▸ **Work instruction 1**: Summarize the abstract on biocosmological anthropology in two sentences.
▸ **Work instruction 2**: In which publication did the paper described in the abstract on biocosmological anthropology appear?
▸ **Work instruction 3**: Rewrite everything from "Cornelia GUJA, 2014, BIOCOSMOLOGICAL" down to "All rights reserved." in the abstract on biocosmological anthropology, changing "Volume 3" to "Volume 4".

BIOCOSMOLOGICAL ANTHROPOLOGY AND ARISTOTLE’S FOUR CAUSALITIES. THE METHOD OF ASTRONOMICAL CONTEXTS

Cornelia GUJA, 2014, BIOCOSMOLOGICAL ANTHROPOLOGY AND ARISTOTLE’S FOUR CAUSALITIES. THE METHOD OF ASTRONOMICAL CONTEXTS, Annals Series on Biological Sciences, Copyright ©2014 Academy of Romanian Scientist, Volume 3, No. 2, 2014, pp. 54 – 68, Printed in Romania. All rights reserved.


ABSTRACT

The purpose of the paper is to present a study method adequate to the specific object of Informational BioCosmological Anthropology, i.e. an Anthropology in which man and human society are considered as an organic part of the entire Cosmos with which they have informational encoded, archetypal communication. I started from the idea that there is a correlation between man‟s adaptation phenomenon and the living in general, to the contexts within which life developed on Earth and to the principles of Aristotle‟s method of thinking. I relied on the results of my personal biophysical and anthropological physiological studies carried out over a long period of time - Guja 1974-2013 and I established four hypotheses referring to the possible conditions that determined organic differentiated adaptation: material, formal, efficient and final for the human species over millennia. Our method associated Aristotle‟s causalities with the impact of particular astronomical contexts in which life developed on our Earth. Within informational BioCosmological Anthropology, using this method and modality of informational thinking, based on the interface theory one may find answers to the questions: why did man‟s adaptation take place as it did and not otherwise? Present Anthropology is oriented and progressing in describing how adaptation and human life evolution has taken place.

▸ **Saved data entries**:
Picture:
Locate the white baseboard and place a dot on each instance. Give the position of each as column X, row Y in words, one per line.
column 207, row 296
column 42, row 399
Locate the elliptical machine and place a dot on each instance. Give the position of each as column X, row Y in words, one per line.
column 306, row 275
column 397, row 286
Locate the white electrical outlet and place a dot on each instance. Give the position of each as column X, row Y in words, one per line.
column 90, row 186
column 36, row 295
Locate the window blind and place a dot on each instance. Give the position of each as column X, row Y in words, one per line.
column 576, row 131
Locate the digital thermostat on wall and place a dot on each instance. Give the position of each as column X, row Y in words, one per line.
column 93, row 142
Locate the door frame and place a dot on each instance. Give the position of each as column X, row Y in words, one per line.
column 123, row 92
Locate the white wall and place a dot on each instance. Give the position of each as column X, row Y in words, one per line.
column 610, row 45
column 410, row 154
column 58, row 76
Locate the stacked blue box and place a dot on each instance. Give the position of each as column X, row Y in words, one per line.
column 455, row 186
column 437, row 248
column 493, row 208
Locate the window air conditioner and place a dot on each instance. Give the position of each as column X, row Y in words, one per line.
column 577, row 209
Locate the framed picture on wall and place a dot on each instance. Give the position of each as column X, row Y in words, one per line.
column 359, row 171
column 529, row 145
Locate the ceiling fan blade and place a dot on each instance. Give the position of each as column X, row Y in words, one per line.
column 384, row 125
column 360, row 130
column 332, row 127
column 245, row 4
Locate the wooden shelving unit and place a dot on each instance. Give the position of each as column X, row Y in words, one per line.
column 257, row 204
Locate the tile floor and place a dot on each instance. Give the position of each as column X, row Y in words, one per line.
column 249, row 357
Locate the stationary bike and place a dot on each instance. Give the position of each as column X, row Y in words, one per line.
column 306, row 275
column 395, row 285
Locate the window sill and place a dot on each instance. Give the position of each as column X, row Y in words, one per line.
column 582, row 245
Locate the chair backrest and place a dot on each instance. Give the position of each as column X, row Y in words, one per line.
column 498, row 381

▸ **Final answer 1**: The paper presents a study method suited to Informational BioCosmological Anthropology, which treats man and human society as an organic part of the entire Cosmos with which they have informational encoded, archetypal communication. Drawing on the author's long-term biophysical and anthropological physiological studies, the method associates Aristotle's causalities (material, formal, efficient and final) with the astronomical contexts in which life developed on Earth, in order to answer why man's adaptation took place as it did.

▸ **Final answer 2**: Annals Series on Biological Sciences, Volume 3, No. 2, 2014.

▸ **Final answer 3**:
Cornelia GUJA, 2014, BIOCOSMOLOGICAL ANTHROPOLOGY AND ARISTOTLE’S FOUR CAUSALITIES. THE METHOD OF ASTRONOMICAL CONTEXTS, Annals Series on Biological Sciences, Copyright ©2014 Academy of Romanian Scientist, Volume 4, No. 2, 2014, pp. 54 – 68, Printed in Romania. All rights reserved.